After 30 Years, Popular Teacher, Researcher to Retire from CCP

Douglas Storey, an international leader in the field of communication science, a popular professor and a prolific CCP researcher, plans to retire on July 31.
Photo credit: Sloane Prince

Douglas Storey, an international leader in the field of communication science, a popular professor and a prolific researcher who has been with the Johns Hopkins Center for Communication Programs for nearly 30 years, plans to retire on July 31.

Storey’s career has spanned the globe, from Indonesia to Tanzania to Egypt to Baltimore, as he led the design and management of more than 100 applied research projects since 1993, the year he came to the Johns Hopkins Bloomberg School of Public Health. His work in applied communication research has ranged from family planning to coral reef restoration to vaccine acceptance, among many other health and social development topics.

“He’s been a backbone of the institution forever,” says Susan Krenn, who retired this year as CCP’s longtime executive director. “He’s worked on just about every project imaginable, in every region with every team over the years. He fully engages not just on the research side but working with the program side to bring research alive.”

Over the years, Storey has been a driving force for evolving the field of social and behavior change, with his zealous belief in the power of communication – driven by communication research – to motivate positive social change. Donors and leading non-governmental organizations turn to Storey when they need assistance.

“It’s time,” Storey says of his decision to retire. “I’ve put a lot of my professional and personal life into CCP since 1993. But there is a new generation at CCP, totally creative, totally dedicated to the mission of the center and it’s time to entrust things to the next generation.”

THINGS TO DO
**A.** In the article on Douglas Storey's retirement, how many applied research projects has Storey led in design and management since 1993?
**B.** Extend the article on Douglas Storey's retirement, starting after its final sentence.
None of the data is needed for this work.

GIVEN RECORDS
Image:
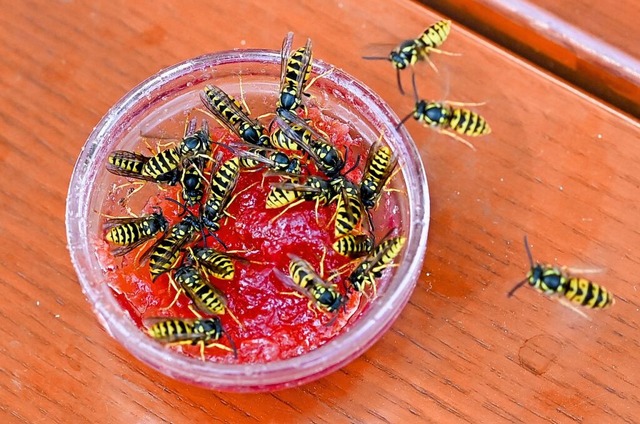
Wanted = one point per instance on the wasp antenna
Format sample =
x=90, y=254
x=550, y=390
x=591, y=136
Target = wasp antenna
x=375, y=57
x=355, y=165
x=415, y=86
x=404, y=120
x=526, y=247
x=399, y=80
x=516, y=287
x=215, y=236
x=371, y=226
x=179, y=204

TASK-BY-TASK OUTPUTS
**A.** More than 100.

**B.**
He also teaches one of the most popular classes in the Bloomberg School’s Department of Health Behavior and Society, which has prepared more than 1,200 students to do strategic communication work over his time here. He has mentored dozens of PhD and master’s students over the years. As important as his research is, he is well-known for his excellence in teaching. Students come to HBS so they can study under him.

“He’s one of the most popular teachers at the school of public health,” says William Glass, CCP’s interim executive director who has been at the center for decades. “He has mentored a generation of specialists in this field. He thinks of himself primarily as a teacher, sharing knowledge and encouragement.”

“Doug is a peacemaker and a builder of bridges,” says Stella Babalola, CCP’s director of research and evaluation. “You can always count on him to reconcile opposing views without making anyone feel slighted. He only has kind words to say about everyone.”

Just his month, Storey was honored with the Excellence in International Public Health Practice by the Bloomberg School, a perfect capstone to his career. The award recognized his work on CCP’s COVID-19 Behaviors Dashboard and its precursor the KAP COVID Dashboard, for “providing critical, influential and real time COVID-19 data and insights to the World Health Organization and other organizations to support communication and information dissemination across the world.”

Storey earned his bachelor’s degree in biology and secondary education from Bucknell University, his master’s in journalism at the University of Texas at Austin and his PhD in communication research from Stanford University. He served in the Peace Corps in Malaysia and Belize and speaks Bahasa, the official language of Indonesia. He is the author of dozens of peer-reviewed research papers and has written 16 book chapters.

In 1987, he co-wrote a seminal and widely cited chapter in the Handbook of Communication Science on the theory and practice of communication campaigns, which has been cited more than 500 times. All these years later, it is still recognized as one of the main starting points for applied research and practice in this field. He was also the first researcher to document population-level changes in behavior attributable to a national entertainment-education serial drama: the Radio Communication Project in Nepal (1994-1999).

Storey’s greatest skill may be in quickly turning his research insights into program ideas that can have immediate impact on people around the world.

“Doug is so adept at putting research immediately into program design and message delivery,” says CCP’s Alice Payne Merritt, a deputy director.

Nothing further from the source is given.